---------- Records shown
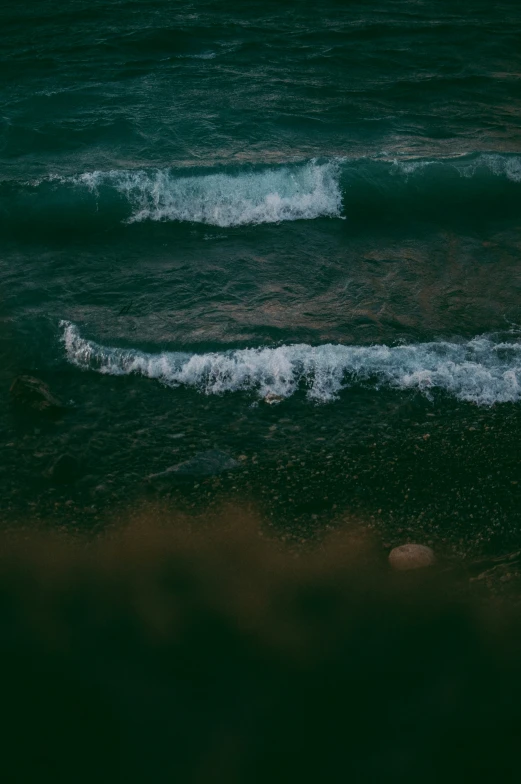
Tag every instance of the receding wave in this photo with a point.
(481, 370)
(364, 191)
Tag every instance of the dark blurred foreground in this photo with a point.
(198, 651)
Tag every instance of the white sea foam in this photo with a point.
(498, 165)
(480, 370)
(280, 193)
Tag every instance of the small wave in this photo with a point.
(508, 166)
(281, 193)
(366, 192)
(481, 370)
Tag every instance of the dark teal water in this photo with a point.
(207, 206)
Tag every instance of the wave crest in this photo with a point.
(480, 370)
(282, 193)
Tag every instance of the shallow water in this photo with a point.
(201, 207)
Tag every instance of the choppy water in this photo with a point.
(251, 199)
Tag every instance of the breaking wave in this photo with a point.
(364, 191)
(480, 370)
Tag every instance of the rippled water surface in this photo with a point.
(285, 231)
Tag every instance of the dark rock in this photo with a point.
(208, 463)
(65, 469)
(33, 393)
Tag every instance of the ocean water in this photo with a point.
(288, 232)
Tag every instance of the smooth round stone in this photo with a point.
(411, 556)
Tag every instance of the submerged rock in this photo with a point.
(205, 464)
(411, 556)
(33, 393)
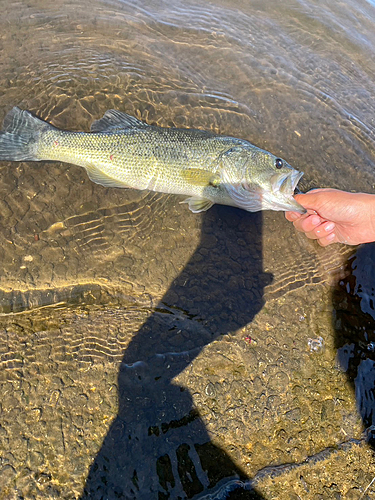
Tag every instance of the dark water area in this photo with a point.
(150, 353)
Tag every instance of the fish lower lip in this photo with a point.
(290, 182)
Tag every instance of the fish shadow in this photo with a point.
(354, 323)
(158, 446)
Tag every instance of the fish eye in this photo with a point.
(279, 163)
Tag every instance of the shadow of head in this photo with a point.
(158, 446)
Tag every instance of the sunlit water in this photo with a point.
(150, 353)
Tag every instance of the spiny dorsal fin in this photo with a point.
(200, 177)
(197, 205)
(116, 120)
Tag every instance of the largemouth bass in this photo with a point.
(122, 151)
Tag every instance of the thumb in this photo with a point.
--------------------
What you are asked to do :: Word for word, retype all of the data above, but include no pictures.

Answer for this exercise ::
Tag every instance of the receding wave in this photo with a point.
(481, 370)
(364, 191)
Tag every instance of the dark blurred foreground in this photo with a point.
(198, 651)
Tag every instance of the white sea foam in this photo with a point.
(498, 165)
(480, 370)
(280, 193)
Tag every instance of the small wave in this photo with a point.
(508, 166)
(281, 193)
(366, 192)
(481, 370)
Tag every instance of the dark teal water in this photo with a point.
(207, 206)
Tag every instance of the wave crest in this photo with a point.
(480, 370)
(282, 193)
Tag every instance of the shallow water in this photo with a point.
(201, 207)
Tag every instance of the choppy water in this photo with a point.
(251, 199)
Tag every instance of the breaking wave in this photo with a point.
(364, 191)
(480, 370)
Tag every instance of the rippled water surface in this photo with a point.
(285, 231)
Tag every instance of the dark rock in this photo with a point.
(208, 463)
(65, 469)
(33, 393)
Tag every instance of the ocean water in this photo with a point.
(288, 232)
Tag every instance of the smooth round stone in this photo with a point.
(411, 556)
Tag every instance of the submerged rock in this photo with a point.
(205, 464)
(411, 556)
(33, 393)
Tag every instance of the dark water area in this photo with a point.
(150, 353)
Tag every instance of the fish lower lip in this photo with a point.
(290, 182)
Tag every instance of the fish shadow in this photo with a point.
(354, 323)
(158, 446)
Tag every instance of the fish eye in this photo with a point.
(279, 163)
Tag every instance of the shadow of head in this photo with a point.
(158, 446)
Tag every instance of the sunlit water in this photo with a point.
(150, 353)
Tag every instance of the spiny dorsal fin in this photo with a point.
(200, 177)
(197, 205)
(116, 120)
Tag every instance of the largemouth bass in this photo with a point.
(122, 151)
Tag every instance of the thumb in this photo with a point.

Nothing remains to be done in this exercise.